- **EXERCISE PASSAGE**:
The last few weeks have been an emotional roller coaster of fear, anger, binge snacking, staring at walls, and crying. This pandemic is scaring the crap out of everyone, and rightly so, but it’s also showing us some of the best and most poignant moments of humanity as well.
Like this Tweet from an Emergency Room nurse of an elderly man holding up a thank you sign to the medical staff who saved his wife’s life. ‘Scuse me for a minute…I…I cannot with this…
— Allison S. (@allie211) March 26, 2020
The original post was published to Instagram by user @nurse_allie210 but the account is set to private.
When she took a screenshot of the post and published it on Twitter on March 25th it understandable exploded with more than 3.6K retweets and 14K likes.
“In a triage the other day, I heard a knock on the window…” began the original caption.
“This is what I saw, this man knew he couldn’t come in but he wanted to show some gratitude. I asked through the window if I could snap a picture and he nodded, he had tears pouring down his face.
I peeked out the door and asked him how his wife is, he said
‘great, she is going home today, you are all amazing.’ I don’t know him,
I don’t know his wife but throughout the last 13 years as a nurse, I realized, this is why we do it. Times are tough but we make a difference. I love my team.”
Are you in tears too? I won’t judge.
The responses to this nurse’s post have been truly heartwarming.
Like this gentleman who wants to know how he can thank doctors and nurses without risking their safety.
What can I do (aside of stay in, not hoard masks and wash my hands) to let ER folks know we appreciate them. In Vancouver they're making noise out the windows every night at the same time to say thank you.
I'd send cookies or cake or coffee if I didn't think it would scare them
— M DeMarco (@ireallyshouldbe) March 26, 2020
Or this Twitter user who hopes to see this message sent around the world.
I hope this makes you famous (in a good way) so people understand how awesome nurses and all other medical professionals are and so that you can feel all of that love! You are a hero and a rock star!!

- **EXERCISE AIM**:
Continue the article about the thank-you sign from the point where it stops. The entries that come next have no connection to the article about the thank-you sign.

- **RECORDS SHOWN**:

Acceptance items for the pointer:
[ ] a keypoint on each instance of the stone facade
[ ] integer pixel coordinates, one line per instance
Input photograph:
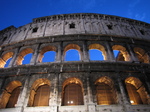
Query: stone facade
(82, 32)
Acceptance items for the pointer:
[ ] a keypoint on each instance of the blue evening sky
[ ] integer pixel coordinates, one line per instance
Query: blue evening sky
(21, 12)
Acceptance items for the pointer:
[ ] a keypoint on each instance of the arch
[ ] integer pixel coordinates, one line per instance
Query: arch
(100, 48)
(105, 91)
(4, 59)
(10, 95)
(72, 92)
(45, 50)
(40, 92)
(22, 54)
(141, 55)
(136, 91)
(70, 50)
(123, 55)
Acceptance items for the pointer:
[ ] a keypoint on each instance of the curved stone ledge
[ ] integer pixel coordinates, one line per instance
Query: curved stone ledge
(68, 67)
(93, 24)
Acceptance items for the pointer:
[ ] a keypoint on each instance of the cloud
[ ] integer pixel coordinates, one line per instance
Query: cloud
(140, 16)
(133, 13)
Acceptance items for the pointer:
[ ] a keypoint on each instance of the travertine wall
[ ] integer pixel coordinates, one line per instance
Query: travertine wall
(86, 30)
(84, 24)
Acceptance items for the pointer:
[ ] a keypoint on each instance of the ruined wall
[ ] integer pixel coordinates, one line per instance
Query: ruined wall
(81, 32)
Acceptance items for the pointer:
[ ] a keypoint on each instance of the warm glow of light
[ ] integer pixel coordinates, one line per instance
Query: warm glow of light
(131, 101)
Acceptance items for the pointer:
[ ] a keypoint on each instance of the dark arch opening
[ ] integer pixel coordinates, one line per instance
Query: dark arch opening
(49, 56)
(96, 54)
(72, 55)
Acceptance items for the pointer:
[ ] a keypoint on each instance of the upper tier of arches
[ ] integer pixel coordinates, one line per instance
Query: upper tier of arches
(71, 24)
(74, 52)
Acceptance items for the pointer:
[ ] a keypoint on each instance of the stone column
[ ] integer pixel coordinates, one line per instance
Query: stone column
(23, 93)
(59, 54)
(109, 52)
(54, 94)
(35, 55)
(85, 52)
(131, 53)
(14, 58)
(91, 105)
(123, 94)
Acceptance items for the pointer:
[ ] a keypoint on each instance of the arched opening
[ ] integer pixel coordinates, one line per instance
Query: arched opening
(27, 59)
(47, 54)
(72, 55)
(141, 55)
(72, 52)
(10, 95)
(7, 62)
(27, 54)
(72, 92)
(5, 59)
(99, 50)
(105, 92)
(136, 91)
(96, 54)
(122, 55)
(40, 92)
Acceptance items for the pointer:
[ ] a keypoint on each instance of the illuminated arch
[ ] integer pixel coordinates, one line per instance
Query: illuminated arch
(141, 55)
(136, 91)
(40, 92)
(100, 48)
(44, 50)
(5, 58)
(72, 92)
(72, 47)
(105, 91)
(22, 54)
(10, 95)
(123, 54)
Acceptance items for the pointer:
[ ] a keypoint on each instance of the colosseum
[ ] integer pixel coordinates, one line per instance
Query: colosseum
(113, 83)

- **RESULT BELOW**:
— Displaced Texan (@texasmouth) March 26, 2020
This fellow health care worker chimed in with a message of grace. For them, saving lives isn’t about being thanked it’s about doing what needs to be done.
As healthcare professionals we’re asked to do an insurmountable amount of work, we put ourselves at risk for physically injury daily, we see a great amount of sadness – we never expect to be thanked because our patients and their families have so much else to worry about.
— sum__r (@rn_sum) March 26, 2020
And this message from this nurse in Australia where she’s seen the grateful and the ugly sides of how people feel about health care workers.
Alison, I am a nurse in Australia. I know how this tugged on the heart strings. I also know the other side too. Not all are so grateful…It is such a stressful time. #staystrong
— Beth Vogelzang (@Vogette61) March 26, 2020
Hundreds of comments have flooded the beautiful image and remind us that the folks we take for granted to be there during our most medically vulnerable times be it sickness or injury are not just clocking in to do a job.
They really are heroes.
The latest update from the Covid-19 Dashboard reveals that 515,172 people around the globe have been confirmed with Covid-19. 23,179 people have not survived this disease and have passed away. 14,462 people remain in serious condition and 114,528 people have, thankfully, recovered.
This disease now affects 190 out of all 195 countries in the world.
To stay safe, please follow the guidelines from the CDC. Wash your hands with warm water and soap for at least 20 seconds.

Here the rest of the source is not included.